ASSIGNMENT: Output every line of the material exactly.

[DATA FOR THE TASK — start]

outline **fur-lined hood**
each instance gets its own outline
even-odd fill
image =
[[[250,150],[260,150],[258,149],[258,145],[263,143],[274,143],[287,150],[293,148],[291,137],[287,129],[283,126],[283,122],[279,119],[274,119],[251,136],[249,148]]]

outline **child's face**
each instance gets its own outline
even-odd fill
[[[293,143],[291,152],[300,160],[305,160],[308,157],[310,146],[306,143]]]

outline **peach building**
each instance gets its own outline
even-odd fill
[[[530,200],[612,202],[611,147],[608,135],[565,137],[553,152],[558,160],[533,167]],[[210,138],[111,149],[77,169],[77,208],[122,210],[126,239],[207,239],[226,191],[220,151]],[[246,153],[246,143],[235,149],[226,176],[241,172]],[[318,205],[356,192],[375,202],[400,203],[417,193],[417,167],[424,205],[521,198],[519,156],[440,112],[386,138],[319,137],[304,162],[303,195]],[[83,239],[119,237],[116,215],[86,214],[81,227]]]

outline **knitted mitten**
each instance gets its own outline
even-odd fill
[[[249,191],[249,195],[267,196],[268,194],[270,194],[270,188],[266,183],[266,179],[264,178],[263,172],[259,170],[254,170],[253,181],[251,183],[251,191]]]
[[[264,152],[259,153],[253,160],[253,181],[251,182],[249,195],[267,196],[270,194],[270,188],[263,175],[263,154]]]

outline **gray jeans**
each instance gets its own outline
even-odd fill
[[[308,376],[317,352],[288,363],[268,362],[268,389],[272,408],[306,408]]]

[DATA FOR THE TASK — finish]

OUTPUT OF THE EXERCISE:
outline **fur-lined hood**
each instance gets its own outline
even-odd fill
image =
[[[250,150],[260,150],[258,149],[258,145],[263,143],[274,143],[287,150],[293,148],[291,137],[287,129],[283,126],[283,122],[279,119],[274,119],[251,136],[249,148]]]

outline **child's face**
each instance gets its own outline
even-odd fill
[[[293,143],[291,152],[300,160],[305,160],[308,157],[310,146],[306,143]]]

outline **peach building**
each instance gets its own outline
even-odd fill
[[[530,200],[612,202],[611,147],[608,135],[565,137],[553,152],[558,160],[533,167]],[[210,138],[111,149],[77,169],[77,208],[122,210],[126,239],[207,239],[226,191],[220,151]],[[246,153],[246,143],[235,149],[226,176],[241,172]],[[318,205],[356,192],[375,202],[400,203],[417,193],[417,167],[424,205],[521,198],[519,156],[440,112],[386,138],[319,137],[304,162],[303,195]],[[83,239],[119,237],[116,215],[86,214],[81,227]]]

outline **knitted mitten**
each instance gets its own outline
even-odd fill
[[[249,191],[249,195],[267,196],[268,194],[270,194],[270,188],[266,183],[266,179],[264,178],[263,172],[259,170],[254,170],[253,181],[251,183],[251,191]]]
[[[264,152],[259,153],[253,160],[253,181],[251,182],[249,195],[267,196],[270,194],[270,188],[263,175],[263,154]]]

outline **gray jeans**
each instance gets its own outline
even-odd fill
[[[308,376],[317,352],[288,363],[268,362],[268,389],[272,408],[306,408]]]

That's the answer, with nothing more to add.